▸ RAW RECORDS:
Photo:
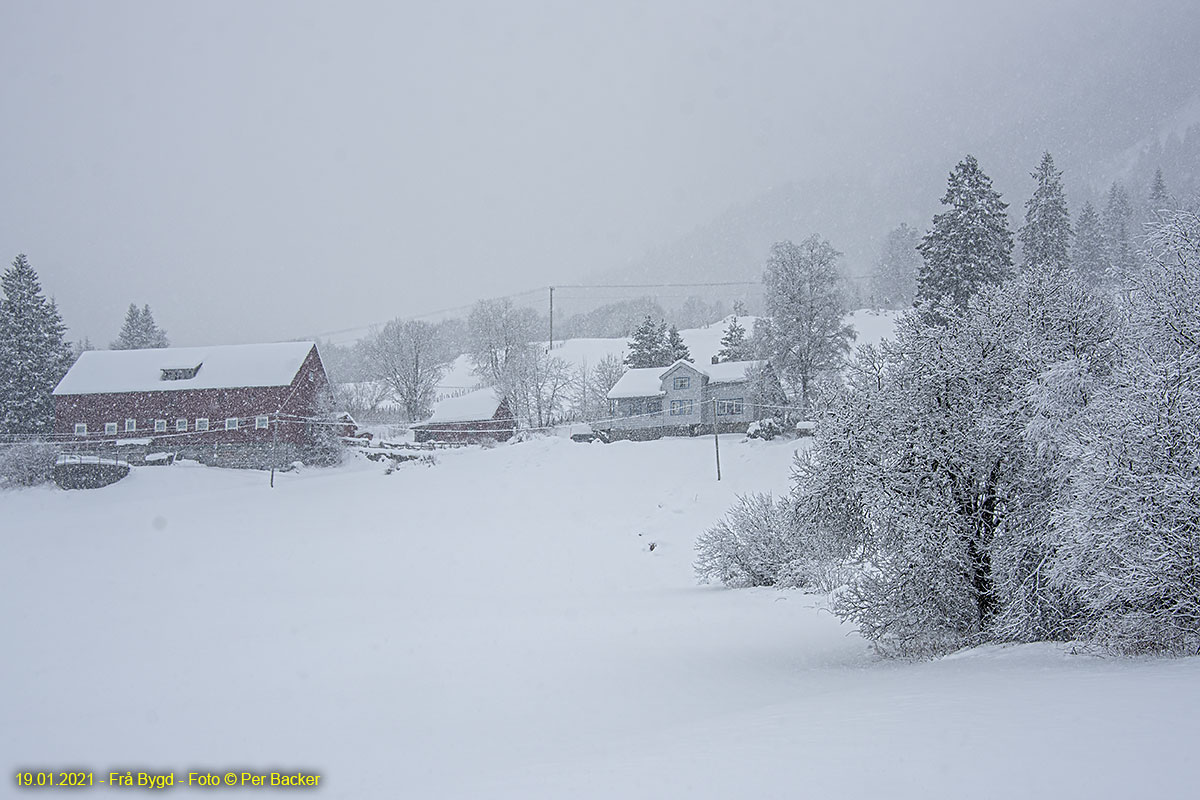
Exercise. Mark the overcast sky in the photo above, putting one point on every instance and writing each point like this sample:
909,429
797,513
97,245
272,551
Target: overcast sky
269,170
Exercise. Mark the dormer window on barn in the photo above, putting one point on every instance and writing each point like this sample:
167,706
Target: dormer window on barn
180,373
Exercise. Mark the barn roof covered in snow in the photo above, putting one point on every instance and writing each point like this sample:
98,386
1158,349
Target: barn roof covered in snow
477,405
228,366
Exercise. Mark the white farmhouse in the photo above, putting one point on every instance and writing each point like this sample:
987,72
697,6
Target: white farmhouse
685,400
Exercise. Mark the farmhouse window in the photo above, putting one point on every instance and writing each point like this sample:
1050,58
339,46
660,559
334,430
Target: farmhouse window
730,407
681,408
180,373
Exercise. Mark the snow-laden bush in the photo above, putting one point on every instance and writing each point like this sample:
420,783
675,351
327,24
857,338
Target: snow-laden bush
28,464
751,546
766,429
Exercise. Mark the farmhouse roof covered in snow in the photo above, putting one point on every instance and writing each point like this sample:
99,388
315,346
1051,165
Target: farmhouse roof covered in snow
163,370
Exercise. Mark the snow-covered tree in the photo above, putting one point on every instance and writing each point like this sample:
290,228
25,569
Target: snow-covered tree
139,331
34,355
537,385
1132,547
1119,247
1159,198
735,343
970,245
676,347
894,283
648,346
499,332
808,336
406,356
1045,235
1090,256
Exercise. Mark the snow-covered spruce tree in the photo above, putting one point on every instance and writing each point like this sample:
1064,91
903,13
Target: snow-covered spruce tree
* * *
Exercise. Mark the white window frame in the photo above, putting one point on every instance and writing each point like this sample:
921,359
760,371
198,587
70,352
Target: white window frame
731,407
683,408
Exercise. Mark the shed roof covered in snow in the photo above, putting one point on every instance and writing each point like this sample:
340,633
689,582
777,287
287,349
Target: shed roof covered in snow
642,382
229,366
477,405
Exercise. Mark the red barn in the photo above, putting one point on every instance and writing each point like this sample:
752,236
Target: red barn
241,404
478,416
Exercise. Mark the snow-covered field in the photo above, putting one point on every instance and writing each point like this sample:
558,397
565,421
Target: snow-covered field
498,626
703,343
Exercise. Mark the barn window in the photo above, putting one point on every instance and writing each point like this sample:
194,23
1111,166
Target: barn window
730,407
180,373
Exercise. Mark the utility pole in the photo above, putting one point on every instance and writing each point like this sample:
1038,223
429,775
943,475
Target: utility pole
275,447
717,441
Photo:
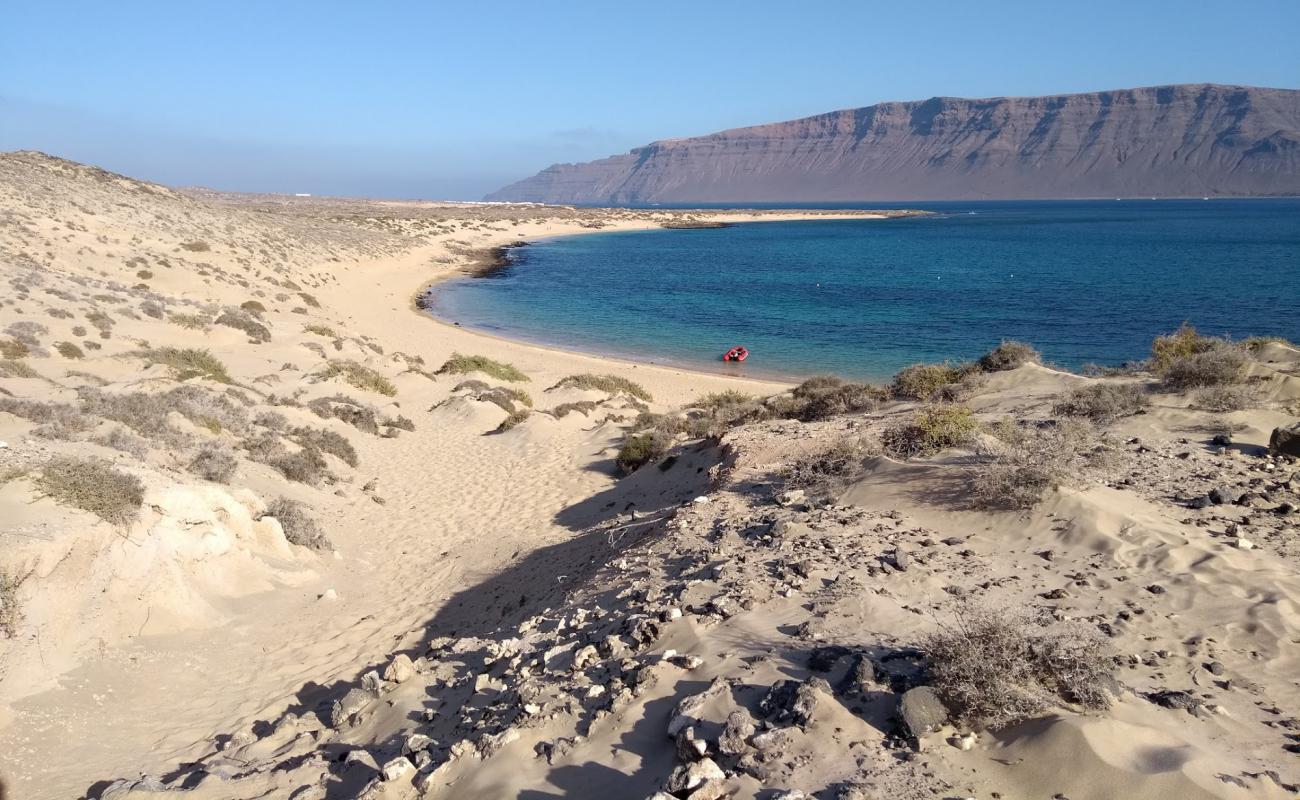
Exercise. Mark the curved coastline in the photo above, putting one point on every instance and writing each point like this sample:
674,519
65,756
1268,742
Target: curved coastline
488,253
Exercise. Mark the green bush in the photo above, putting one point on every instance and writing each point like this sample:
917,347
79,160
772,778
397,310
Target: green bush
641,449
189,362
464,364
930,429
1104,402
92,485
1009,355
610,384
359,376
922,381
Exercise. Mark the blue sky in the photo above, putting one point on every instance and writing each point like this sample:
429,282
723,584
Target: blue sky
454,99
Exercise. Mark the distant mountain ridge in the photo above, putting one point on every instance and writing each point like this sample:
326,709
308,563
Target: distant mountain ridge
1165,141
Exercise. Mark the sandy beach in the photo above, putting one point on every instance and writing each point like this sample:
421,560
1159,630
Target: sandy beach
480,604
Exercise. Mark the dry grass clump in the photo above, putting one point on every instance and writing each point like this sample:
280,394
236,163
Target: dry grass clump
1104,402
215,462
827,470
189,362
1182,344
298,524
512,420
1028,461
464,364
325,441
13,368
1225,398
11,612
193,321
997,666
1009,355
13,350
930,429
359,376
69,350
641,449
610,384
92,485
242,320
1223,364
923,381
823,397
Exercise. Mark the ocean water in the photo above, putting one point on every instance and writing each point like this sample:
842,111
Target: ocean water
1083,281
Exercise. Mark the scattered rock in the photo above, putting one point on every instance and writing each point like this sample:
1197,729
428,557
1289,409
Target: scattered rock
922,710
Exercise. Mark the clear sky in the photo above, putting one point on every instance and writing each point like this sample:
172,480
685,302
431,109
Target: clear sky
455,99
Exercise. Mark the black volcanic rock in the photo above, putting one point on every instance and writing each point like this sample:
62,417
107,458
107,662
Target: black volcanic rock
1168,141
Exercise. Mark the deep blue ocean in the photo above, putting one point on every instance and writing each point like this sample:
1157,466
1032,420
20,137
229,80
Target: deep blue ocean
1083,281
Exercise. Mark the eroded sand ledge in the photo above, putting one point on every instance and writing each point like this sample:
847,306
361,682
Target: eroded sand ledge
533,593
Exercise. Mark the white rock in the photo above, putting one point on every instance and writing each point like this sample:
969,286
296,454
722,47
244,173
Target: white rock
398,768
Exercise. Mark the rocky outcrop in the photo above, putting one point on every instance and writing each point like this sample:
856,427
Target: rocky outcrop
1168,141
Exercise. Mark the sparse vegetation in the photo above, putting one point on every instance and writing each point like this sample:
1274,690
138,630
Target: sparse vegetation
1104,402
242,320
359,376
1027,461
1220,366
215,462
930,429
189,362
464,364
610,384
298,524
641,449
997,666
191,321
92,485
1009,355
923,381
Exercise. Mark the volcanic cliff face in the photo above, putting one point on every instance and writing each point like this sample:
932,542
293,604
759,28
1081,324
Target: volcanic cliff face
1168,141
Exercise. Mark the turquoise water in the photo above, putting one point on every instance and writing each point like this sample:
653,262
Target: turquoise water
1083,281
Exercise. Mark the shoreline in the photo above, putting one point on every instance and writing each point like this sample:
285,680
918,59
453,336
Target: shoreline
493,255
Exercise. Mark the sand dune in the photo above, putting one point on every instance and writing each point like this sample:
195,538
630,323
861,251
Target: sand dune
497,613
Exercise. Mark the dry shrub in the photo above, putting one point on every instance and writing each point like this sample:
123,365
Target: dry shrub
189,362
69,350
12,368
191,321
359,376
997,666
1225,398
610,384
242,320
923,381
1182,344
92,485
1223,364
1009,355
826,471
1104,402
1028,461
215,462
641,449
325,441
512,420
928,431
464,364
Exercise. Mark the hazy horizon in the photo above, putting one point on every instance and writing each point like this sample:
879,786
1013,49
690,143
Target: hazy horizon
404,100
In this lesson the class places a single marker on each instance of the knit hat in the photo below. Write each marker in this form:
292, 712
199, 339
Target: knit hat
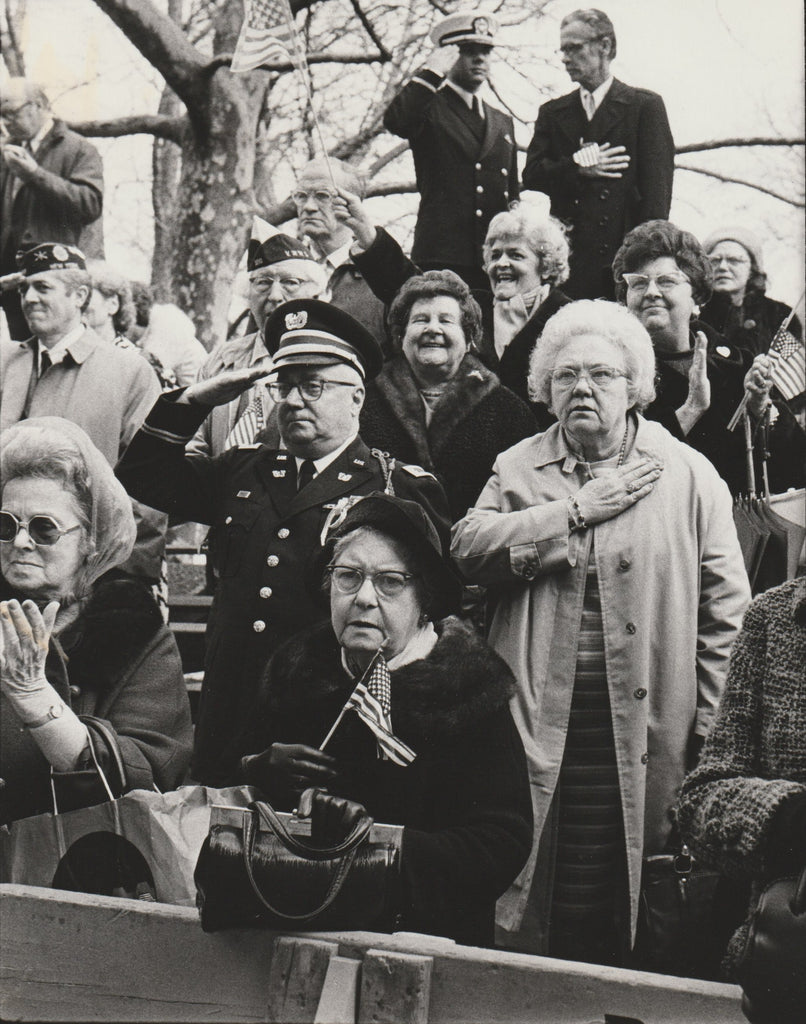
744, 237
* * *
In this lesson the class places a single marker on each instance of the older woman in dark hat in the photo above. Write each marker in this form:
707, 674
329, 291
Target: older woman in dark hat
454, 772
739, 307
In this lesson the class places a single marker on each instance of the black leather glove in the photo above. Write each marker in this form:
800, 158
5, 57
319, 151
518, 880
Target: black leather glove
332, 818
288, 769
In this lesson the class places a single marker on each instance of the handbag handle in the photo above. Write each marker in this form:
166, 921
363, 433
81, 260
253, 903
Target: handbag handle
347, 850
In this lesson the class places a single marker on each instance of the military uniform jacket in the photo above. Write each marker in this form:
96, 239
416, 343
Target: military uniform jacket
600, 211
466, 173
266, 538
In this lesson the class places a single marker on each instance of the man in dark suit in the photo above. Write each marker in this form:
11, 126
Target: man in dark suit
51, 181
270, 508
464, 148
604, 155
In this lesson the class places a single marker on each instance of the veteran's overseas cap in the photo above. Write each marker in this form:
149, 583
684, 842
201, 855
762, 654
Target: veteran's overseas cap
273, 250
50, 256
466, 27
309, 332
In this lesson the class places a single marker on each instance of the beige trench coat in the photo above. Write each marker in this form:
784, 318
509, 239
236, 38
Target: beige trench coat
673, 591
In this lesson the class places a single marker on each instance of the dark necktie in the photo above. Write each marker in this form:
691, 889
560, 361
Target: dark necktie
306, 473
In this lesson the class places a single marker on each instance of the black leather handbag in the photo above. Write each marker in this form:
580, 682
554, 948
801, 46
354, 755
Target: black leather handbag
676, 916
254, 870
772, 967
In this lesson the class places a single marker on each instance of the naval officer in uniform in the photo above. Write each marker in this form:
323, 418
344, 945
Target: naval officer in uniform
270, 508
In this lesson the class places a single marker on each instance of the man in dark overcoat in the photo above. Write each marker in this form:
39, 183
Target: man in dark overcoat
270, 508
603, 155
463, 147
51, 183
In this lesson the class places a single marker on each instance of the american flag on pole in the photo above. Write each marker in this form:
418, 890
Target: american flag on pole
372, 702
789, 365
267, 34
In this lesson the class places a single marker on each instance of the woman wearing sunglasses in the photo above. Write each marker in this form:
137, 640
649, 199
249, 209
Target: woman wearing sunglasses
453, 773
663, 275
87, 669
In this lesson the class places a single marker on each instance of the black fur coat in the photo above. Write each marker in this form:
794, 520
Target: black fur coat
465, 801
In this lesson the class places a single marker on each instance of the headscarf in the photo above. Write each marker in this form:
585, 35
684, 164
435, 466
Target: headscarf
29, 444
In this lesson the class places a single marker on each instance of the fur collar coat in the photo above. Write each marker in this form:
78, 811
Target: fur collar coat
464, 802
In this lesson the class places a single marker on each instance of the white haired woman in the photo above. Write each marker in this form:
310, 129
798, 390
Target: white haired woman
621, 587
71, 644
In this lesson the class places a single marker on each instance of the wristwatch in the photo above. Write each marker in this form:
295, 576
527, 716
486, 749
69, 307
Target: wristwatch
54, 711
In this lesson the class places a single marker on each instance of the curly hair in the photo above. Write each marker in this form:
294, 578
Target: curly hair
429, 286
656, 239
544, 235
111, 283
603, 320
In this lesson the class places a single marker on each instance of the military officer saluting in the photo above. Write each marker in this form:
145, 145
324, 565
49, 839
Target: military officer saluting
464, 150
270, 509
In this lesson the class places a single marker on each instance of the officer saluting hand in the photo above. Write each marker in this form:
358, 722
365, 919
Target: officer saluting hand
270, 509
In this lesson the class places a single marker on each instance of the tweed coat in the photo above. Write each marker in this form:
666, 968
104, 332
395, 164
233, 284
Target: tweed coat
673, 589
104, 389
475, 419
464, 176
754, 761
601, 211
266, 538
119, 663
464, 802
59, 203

▸ YOUR INSTRUCTIONS:
Which lines in the records above contain the string "frame"? Pick out each one and copy it in full, matching case exactly.

▸ COMPLETE ANSWER:
Exercise. Mark the white window frame in the photo above, putting one point on every instance and writing each point like this sample:
Target: white window frame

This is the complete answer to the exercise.